A new phishing technique has been identified by security researchers that uses compromised Microsoft 365 accounts to send phishing emails that contain .RPMSG attachments, which are used in a sophisticated attack to gain access to Microsoft 365 accounts.
RPMSG files are used to deliver e-mails with the Rights-Managed Email Object Protocol enabled. In contrast to regular emails that are sent in plain text and can be read by anyone or any security solution, these files are encrypted and are stored as an encrypted file attachment. The files can also be used to limit the ability of users to forward or copy emails. The intended recipient can read the encrypted messages after they have been authenticated, either by using their Microsoft 365 credentials or a one-time passcode.
Phishing attacks using these files give the impression that the messages are protected and secured, as access is restricted to authorized users. If a user is unfamiliar with RPMSG files and they perform a Google search, they will quickly discover that these files are used for secure emails, giving the impression that the emails are genuine.
The use of RPMSG files in phishing attacks was discovered by researchers at Trustwave. In this scam, an email is sent from a compromised account, and since these accounts are at legitimate businesses, the emails appear genuine. For example, one of the scams used a compromised account at the payment processing company Talus Pay.

▶ _What to do_
Reproduce the text above on RPMSG phishing attacks word for word.

▶ _Entries provided_
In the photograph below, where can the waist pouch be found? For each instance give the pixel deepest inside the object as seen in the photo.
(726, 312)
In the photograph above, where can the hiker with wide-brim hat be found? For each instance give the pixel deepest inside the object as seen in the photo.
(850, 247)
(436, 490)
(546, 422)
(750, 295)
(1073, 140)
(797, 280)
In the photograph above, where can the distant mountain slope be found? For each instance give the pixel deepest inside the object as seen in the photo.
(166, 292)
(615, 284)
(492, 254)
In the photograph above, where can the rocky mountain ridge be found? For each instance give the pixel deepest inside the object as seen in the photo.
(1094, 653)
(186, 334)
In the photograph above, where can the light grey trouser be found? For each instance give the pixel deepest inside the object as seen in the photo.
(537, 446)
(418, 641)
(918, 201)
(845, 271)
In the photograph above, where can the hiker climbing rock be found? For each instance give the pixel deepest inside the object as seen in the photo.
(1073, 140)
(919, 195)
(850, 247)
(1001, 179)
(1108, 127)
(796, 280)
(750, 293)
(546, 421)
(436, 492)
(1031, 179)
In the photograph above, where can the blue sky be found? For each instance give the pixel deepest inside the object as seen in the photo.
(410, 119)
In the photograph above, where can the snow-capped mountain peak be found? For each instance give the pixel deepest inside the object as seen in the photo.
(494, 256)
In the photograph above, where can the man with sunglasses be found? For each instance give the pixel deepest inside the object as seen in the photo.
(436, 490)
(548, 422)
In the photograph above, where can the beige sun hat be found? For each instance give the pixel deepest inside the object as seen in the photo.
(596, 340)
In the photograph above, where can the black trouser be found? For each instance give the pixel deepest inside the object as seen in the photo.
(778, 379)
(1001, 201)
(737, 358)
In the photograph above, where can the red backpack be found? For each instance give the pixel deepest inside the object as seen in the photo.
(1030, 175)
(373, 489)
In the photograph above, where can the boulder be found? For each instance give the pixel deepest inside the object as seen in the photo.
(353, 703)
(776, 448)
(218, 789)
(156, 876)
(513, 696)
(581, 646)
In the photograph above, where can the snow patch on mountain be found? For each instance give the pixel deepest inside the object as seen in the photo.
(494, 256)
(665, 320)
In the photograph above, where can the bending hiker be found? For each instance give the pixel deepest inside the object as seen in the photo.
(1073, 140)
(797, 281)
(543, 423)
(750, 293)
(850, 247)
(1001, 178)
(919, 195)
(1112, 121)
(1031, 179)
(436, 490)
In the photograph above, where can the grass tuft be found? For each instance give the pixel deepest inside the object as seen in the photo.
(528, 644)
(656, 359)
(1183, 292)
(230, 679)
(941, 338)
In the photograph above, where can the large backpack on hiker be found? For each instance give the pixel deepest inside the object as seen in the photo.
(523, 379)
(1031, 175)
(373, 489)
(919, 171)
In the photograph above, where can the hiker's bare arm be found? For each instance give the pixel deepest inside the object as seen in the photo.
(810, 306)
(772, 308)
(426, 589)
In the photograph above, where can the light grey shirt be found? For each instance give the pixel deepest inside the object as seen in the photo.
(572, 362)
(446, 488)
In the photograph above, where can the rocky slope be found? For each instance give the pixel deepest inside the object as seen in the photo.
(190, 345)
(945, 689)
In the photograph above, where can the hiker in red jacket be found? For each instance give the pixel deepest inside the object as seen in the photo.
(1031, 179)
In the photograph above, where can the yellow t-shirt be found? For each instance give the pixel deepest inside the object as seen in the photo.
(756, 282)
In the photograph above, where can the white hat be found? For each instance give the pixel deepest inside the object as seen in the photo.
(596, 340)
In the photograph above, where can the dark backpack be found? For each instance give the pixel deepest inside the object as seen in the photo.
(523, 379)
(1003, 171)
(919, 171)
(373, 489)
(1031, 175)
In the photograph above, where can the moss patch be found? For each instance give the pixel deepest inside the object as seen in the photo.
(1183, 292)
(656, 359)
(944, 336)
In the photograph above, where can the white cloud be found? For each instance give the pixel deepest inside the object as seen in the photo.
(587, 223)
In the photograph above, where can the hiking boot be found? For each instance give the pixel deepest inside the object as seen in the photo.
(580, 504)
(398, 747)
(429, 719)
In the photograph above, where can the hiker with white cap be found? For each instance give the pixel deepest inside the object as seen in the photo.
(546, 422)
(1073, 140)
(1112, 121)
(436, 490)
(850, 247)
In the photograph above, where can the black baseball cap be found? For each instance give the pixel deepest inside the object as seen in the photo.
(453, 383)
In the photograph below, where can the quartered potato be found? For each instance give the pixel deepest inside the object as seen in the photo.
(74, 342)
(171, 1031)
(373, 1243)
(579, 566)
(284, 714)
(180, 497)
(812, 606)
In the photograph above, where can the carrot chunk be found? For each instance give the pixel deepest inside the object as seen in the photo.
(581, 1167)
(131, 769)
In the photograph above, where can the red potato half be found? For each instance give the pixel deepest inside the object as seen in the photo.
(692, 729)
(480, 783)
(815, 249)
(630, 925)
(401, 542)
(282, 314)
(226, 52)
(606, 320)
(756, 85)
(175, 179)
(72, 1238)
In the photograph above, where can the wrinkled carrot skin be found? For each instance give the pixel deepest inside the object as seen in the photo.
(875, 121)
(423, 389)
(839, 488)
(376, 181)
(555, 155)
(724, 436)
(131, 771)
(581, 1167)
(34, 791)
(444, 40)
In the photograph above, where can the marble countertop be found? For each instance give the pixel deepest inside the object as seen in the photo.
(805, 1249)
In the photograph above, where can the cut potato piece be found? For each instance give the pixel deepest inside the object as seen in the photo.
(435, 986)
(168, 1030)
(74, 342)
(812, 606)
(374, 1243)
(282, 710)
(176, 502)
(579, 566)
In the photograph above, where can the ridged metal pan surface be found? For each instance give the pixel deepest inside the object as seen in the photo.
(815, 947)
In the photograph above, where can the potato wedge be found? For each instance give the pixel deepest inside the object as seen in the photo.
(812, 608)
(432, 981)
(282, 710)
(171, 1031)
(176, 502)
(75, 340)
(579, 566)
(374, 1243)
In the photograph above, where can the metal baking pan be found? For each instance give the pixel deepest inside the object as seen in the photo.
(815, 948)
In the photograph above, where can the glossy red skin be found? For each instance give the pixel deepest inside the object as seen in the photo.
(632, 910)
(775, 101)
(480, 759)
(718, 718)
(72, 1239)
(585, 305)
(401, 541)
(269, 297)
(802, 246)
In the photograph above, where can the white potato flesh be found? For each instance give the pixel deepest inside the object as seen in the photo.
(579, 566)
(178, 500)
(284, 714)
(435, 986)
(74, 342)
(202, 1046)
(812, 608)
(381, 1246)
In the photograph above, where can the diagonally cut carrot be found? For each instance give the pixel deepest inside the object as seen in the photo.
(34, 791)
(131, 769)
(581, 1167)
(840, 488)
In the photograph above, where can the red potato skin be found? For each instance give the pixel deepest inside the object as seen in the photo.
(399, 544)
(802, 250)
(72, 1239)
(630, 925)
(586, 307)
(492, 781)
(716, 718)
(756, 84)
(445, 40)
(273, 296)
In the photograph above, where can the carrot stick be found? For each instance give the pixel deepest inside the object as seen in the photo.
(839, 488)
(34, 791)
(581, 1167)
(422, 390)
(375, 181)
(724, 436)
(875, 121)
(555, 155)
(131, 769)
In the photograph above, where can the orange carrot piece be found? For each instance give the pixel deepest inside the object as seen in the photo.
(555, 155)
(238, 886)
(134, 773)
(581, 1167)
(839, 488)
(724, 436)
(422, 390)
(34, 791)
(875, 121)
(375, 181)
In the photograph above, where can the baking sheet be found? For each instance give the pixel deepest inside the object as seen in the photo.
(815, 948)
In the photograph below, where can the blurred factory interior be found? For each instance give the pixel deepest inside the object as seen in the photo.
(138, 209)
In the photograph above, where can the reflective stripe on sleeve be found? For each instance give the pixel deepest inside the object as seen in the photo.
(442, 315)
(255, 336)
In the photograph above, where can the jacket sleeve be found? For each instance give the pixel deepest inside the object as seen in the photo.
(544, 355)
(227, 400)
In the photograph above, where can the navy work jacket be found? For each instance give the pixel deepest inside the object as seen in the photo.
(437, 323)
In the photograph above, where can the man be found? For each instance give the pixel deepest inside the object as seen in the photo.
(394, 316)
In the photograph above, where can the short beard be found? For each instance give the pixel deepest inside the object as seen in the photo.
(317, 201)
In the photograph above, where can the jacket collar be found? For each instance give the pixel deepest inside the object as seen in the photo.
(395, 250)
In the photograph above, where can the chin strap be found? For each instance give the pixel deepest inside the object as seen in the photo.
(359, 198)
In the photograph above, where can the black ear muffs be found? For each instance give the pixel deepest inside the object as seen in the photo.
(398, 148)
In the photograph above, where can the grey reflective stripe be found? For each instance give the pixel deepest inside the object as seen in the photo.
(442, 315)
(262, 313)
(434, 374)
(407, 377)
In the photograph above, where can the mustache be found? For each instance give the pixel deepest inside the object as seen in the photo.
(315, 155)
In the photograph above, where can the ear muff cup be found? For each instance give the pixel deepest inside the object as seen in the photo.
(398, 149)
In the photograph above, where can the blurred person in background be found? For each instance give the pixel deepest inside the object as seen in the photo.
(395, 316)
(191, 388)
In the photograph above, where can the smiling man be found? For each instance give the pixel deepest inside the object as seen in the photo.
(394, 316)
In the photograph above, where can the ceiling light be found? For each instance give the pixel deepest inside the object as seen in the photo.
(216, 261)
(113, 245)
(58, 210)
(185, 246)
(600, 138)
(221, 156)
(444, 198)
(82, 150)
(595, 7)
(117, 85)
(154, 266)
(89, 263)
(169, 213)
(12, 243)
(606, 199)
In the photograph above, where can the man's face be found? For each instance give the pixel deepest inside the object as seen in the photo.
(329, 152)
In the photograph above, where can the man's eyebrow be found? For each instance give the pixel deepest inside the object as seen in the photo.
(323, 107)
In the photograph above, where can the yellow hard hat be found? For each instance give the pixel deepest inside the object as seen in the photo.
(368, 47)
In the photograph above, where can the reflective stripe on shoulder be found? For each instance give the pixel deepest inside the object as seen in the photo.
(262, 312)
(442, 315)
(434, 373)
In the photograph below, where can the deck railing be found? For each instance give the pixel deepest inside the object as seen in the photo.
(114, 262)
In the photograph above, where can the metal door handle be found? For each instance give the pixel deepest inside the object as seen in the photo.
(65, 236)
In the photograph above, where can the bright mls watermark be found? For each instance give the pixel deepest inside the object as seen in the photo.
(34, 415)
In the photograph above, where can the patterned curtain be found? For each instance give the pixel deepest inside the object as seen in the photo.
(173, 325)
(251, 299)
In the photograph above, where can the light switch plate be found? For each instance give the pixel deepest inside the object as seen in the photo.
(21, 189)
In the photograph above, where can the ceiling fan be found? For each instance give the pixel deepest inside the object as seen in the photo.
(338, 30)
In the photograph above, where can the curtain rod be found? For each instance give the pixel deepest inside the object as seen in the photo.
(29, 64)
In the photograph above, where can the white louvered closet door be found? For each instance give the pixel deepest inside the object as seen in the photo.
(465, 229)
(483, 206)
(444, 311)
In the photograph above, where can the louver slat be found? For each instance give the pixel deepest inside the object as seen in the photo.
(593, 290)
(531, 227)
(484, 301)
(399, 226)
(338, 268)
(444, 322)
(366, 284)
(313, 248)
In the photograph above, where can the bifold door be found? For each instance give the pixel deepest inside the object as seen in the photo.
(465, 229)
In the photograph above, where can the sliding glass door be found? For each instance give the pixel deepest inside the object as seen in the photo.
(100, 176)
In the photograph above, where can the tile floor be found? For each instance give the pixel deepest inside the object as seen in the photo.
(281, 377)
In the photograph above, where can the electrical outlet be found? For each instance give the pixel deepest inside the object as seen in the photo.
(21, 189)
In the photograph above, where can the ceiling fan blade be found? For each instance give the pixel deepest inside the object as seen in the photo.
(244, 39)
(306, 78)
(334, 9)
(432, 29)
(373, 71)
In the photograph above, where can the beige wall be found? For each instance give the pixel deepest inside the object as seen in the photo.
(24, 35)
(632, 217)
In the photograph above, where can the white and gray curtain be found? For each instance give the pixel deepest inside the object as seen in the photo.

▶ _Full solution_
A new phishing technique has been identified by security researchers that uses compromised Microsoft 365 accounts to send phishing emails that contain .RPMSG attachments, which are used in a sophisticated attack to gain access to Microsoft 365 accounts.
RPMSG files are used to deliver e-mails with the Rights-Managed Email Object Protocol enabled. In contrast to regular emails that are sent in plain text and can be read by anyone or any security solution, these files are encrypted and are stored as an encrypted file attachment. The files can also be used to limit the ability of users to forward or copy emails. The intended recipient can read the encrypted messages after they have been authenticated, either by using their Microsoft 365 credentials or a one-time passcode.
Phishing attacks using these files give the impression that the messages are protected and secured, as access is restricted to authorized users. If a user is unfamiliar with RPMSG files and they perform a Google search, they will quickly discover that these files are used for secure emails, giving the impression that the emails are genuine.
The use of RPMSG files in phishing attacks was discovered by researchers at Trustwave. In this scam, an email is sent from a compromised account, and since these accounts are at legitimate businesses, the emails appear genuine. For example, one of the scams used a compromised account at the payment processing company Talus Pay.